What to work on:
Restate every record that follows, keeping it exact.

Source material:
----

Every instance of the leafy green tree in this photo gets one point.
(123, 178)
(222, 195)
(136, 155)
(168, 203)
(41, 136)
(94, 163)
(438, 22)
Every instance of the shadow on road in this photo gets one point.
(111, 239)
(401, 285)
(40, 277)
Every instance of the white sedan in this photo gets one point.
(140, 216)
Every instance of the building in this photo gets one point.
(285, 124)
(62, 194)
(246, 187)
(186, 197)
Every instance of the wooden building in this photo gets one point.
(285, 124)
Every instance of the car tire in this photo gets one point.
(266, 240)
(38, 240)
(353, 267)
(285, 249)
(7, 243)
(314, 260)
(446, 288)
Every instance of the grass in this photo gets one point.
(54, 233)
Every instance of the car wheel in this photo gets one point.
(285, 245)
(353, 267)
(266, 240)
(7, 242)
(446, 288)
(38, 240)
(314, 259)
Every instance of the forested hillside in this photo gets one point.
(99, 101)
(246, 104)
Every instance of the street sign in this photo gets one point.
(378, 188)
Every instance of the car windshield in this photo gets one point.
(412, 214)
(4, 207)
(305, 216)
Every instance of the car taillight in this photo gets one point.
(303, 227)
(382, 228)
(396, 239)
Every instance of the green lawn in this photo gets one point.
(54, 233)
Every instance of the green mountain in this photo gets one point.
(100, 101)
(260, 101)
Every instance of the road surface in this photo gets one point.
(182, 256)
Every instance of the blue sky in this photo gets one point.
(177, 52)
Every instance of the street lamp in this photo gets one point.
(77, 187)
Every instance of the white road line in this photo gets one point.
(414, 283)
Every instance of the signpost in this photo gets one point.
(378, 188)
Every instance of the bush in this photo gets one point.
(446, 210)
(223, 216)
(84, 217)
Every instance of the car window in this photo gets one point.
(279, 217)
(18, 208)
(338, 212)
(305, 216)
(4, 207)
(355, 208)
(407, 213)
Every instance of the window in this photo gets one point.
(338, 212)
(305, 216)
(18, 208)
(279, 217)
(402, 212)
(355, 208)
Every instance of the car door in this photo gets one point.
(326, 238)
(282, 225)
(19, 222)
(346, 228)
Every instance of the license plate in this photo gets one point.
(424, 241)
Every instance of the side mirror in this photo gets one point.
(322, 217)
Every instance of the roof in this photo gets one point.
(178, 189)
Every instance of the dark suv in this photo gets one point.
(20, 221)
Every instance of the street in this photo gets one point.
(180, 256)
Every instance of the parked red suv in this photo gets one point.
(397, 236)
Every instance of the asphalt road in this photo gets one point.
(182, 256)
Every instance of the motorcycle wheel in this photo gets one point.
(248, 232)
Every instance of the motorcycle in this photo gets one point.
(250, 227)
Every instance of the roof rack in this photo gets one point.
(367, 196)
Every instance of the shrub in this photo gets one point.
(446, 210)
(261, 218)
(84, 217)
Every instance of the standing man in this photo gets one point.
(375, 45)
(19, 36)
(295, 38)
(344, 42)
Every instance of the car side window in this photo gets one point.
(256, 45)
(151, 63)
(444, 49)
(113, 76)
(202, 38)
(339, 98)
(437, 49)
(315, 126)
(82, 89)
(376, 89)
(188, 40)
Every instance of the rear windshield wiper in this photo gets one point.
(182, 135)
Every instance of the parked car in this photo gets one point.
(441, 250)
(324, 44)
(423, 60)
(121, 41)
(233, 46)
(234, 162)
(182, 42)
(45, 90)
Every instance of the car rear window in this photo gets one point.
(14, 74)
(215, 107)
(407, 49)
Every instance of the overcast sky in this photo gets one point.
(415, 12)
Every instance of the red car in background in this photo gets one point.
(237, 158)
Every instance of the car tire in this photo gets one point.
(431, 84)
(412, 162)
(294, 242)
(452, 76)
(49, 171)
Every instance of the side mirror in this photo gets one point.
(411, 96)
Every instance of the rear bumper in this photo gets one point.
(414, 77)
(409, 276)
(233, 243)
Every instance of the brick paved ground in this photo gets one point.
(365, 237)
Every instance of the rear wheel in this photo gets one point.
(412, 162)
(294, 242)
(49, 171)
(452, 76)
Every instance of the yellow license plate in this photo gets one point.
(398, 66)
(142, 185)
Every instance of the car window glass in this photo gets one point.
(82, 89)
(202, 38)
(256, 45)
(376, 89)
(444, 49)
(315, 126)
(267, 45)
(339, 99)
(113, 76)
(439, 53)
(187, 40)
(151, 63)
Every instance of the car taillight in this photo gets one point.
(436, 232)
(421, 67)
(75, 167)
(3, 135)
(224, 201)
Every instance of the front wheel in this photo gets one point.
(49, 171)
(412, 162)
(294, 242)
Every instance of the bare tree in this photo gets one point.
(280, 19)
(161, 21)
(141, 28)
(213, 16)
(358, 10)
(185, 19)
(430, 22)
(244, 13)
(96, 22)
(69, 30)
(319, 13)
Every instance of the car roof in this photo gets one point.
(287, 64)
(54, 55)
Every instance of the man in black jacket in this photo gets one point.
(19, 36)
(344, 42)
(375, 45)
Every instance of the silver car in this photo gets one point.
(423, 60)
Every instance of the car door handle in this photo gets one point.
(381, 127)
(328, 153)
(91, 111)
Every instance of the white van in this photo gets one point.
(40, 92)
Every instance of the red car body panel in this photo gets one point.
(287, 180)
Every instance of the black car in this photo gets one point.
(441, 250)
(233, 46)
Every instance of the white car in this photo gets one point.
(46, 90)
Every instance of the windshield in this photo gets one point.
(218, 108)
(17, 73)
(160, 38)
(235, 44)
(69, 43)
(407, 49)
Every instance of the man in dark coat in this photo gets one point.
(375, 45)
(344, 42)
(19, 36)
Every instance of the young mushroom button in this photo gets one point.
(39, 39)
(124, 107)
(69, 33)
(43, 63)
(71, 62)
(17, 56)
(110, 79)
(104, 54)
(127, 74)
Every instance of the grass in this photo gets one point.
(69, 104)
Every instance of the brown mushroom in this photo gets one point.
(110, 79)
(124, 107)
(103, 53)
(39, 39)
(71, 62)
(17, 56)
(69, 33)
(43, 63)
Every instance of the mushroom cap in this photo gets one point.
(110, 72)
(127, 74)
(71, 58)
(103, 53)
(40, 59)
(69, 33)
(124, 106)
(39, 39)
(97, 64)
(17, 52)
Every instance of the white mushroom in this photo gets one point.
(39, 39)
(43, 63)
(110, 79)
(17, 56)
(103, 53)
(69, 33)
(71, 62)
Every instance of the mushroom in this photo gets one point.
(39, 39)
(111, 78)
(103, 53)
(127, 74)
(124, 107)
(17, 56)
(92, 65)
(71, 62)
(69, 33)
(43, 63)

----

Result below:
Every instance of the leafy green tree in this photo gets one point.
(123, 178)
(222, 195)
(136, 155)
(168, 203)
(41, 136)
(94, 163)
(438, 22)
Every instance of the shadow on road in this photo gets one point.
(111, 239)
(401, 285)
(40, 277)
Every instance of the white sedan in this photo gets one point.
(140, 216)
Every instance of the building in this photo gets one point.
(285, 124)
(62, 194)
(246, 187)
(186, 197)
Every instance of the wooden building in this photo gets one point.
(285, 124)
Every instance of the car tire in this photo gets one point.
(266, 240)
(38, 240)
(353, 267)
(285, 249)
(7, 243)
(314, 260)
(446, 288)
Every instance of the grass in this photo gets one point.
(54, 233)
Every instance of the car wheel in this photo gets one point.
(285, 245)
(353, 267)
(266, 240)
(7, 242)
(446, 288)
(38, 240)
(314, 259)
Every instance of the forested hillside in this photo gets one point.
(99, 101)
(246, 104)
Every instance of the street sign in this photo gets one point.
(378, 188)
Every instance of the car windshield in this photo gets one point.
(412, 214)
(4, 207)
(305, 216)
Every instance of the car taillight in this photo gets one point.
(303, 227)
(382, 228)
(396, 239)
Every instance of the green lawn in this photo gets one point.
(54, 233)
Every instance of the green mountain in this photo gets one point.
(100, 101)
(260, 101)
Every instance of the road surface in this photo gets one point.
(182, 256)
Every instance of the blue sky in this photo gets one point.
(177, 52)
Every instance of the street lamp in this photo gets one point.
(77, 187)
Every instance of the white road line in this photo gets one point.
(414, 283)
Every instance of the signpost in this photo gets one point.
(378, 188)
Every instance of the bush in this photo gets one point.
(446, 210)
(223, 216)
(84, 217)
Every instance of the car window in this photo gets one point.
(279, 217)
(18, 208)
(338, 212)
(305, 216)
(4, 207)
(355, 208)
(407, 213)
Every instance of the window in this photo gets one point.
(338, 212)
(305, 216)
(18, 208)
(279, 217)
(402, 212)
(355, 208)
Every instance of the car door in this photo gets one point.
(326, 238)
(282, 225)
(19, 222)
(346, 228)
Every instance of the license plate in this photo gets one point.
(424, 241)
Every instance of the side mirror in this photo gets one point.
(322, 217)
Every instance of the roof in this photo gets one point.
(178, 189)
Every instance of the dark suv in this photo gets one point.
(20, 221)
Every instance of the street in this photo gets one point.
(180, 256)
Every instance of the parked red suv in this photo gets one point.
(397, 236)
Every instance of the asphalt road in this photo gets one point.
(182, 256)
Every instance of the motorcycle wheel in this photo gets one point.
(248, 232)
Every instance of the motorcycle in this photo gets one point.
(250, 227)
Every instance of the roof rack in this photo gets one point.
(367, 196)
Every instance of the shrub in this photo gets one point.
(446, 210)
(261, 218)
(84, 217)
Every instance of the standing man in this photo gets one point.
(375, 45)
(19, 36)
(295, 38)
(344, 42)
Every instance of the car side window in this photo gets one point.
(256, 45)
(151, 63)
(444, 49)
(113, 76)
(202, 38)
(339, 98)
(437, 49)
(315, 126)
(82, 89)
(376, 89)
(188, 40)
Every instance of the rear windshield wiper in this photo gets one point.
(182, 135)
Every instance of the parked car in this photo gets one point.
(441, 250)
(324, 44)
(423, 60)
(121, 41)
(233, 46)
(234, 162)
(182, 42)
(45, 90)
Every instance of the car rear window in this photo gets one point.
(14, 74)
(215, 107)
(407, 49)
Every instance of the overcast sky in this photo gets one point.
(415, 12)
Every instance of the red car in background in this photo gets one point.
(237, 158)
Every instance of the car tire in this photo gets one point.
(431, 84)
(412, 162)
(294, 242)
(452, 76)
(49, 171)
Every instance of the side mirror in this photo gets one point.
(411, 96)
Every instance of the rear bumper in this photo gets one point.
(414, 77)
(409, 276)
(233, 243)
Every instance of the brick paved ground in this photo gets one point.
(365, 237)
Every instance of the rear wheel in this photo gets one point.
(412, 162)
(294, 242)
(49, 171)
(452, 76)
Every instance of the yellow license plate in this photo gets one point.
(398, 66)
(142, 185)
Every instance of the car window glass in this photo gets one point.
(82, 89)
(202, 38)
(256, 45)
(376, 89)
(444, 49)
(315, 126)
(267, 45)
(339, 99)
(113, 76)
(439, 53)
(187, 40)
(151, 63)
Every instance of the car taillight in this photo gets one point.
(436, 232)
(421, 67)
(75, 167)
(3, 135)
(224, 201)
Every instance of the front wheel in this photo gets one point.
(49, 171)
(412, 162)
(294, 242)
Every instance of the bare tree in this photo gets one point.
(280, 19)
(161, 21)
(141, 28)
(213, 16)
(358, 10)
(185, 19)
(430, 22)
(244, 13)
(96, 22)
(69, 30)
(319, 13)
Every instance of the car roof in this photo gets one point.
(287, 64)
(54, 55)
Every instance of the man in black jacket in this photo gets one point.
(19, 36)
(344, 42)
(375, 45)
Every instance of the silver car in this photo gets one point.
(423, 60)
Every instance of the car door handle in this photo gets one point.
(381, 127)
(328, 153)
(91, 111)
Every instance of the white van in this photo gets one point.
(40, 92)
Every instance of the red car body panel in this photo gets one point.
(287, 180)
Every instance of the black car in this photo gets one point.
(441, 250)
(233, 46)
Every instance of the white car in this photo gets one point.
(46, 90)
Every instance of the windshield in this photo gets one point.
(218, 108)
(17, 73)
(160, 38)
(235, 44)
(69, 43)
(407, 49)
Every instance of the man in dark coat in this photo gets one point.
(375, 45)
(344, 42)
(19, 36)
Every instance of the young mushroom button in this photo gets one point.
(39, 39)
(124, 107)
(69, 33)
(43, 63)
(71, 62)
(17, 56)
(110, 79)
(104, 54)
(127, 74)
Every instance of the grass in this photo gets one point.
(69, 104)
Every instance of the brown mushroom in this photo gets one point.
(110, 79)
(124, 107)
(103, 53)
(39, 39)
(71, 62)
(17, 56)
(69, 33)
(43, 63)
Every instance of the mushroom cap in this photo gets one point.
(110, 72)
(127, 74)
(71, 58)
(103, 53)
(40, 59)
(69, 33)
(124, 106)
(39, 39)
(97, 64)
(17, 52)
Every instance of the white mushroom in this photo gets one point.
(39, 39)
(43, 63)
(110, 79)
(17, 56)
(103, 53)
(69, 33)
(71, 62)
Every instance of the mushroom in this photo gets one point.
(39, 39)
(111, 78)
(103, 53)
(127, 74)
(124, 107)
(17, 56)
(92, 65)
(71, 62)
(69, 33)
(43, 63)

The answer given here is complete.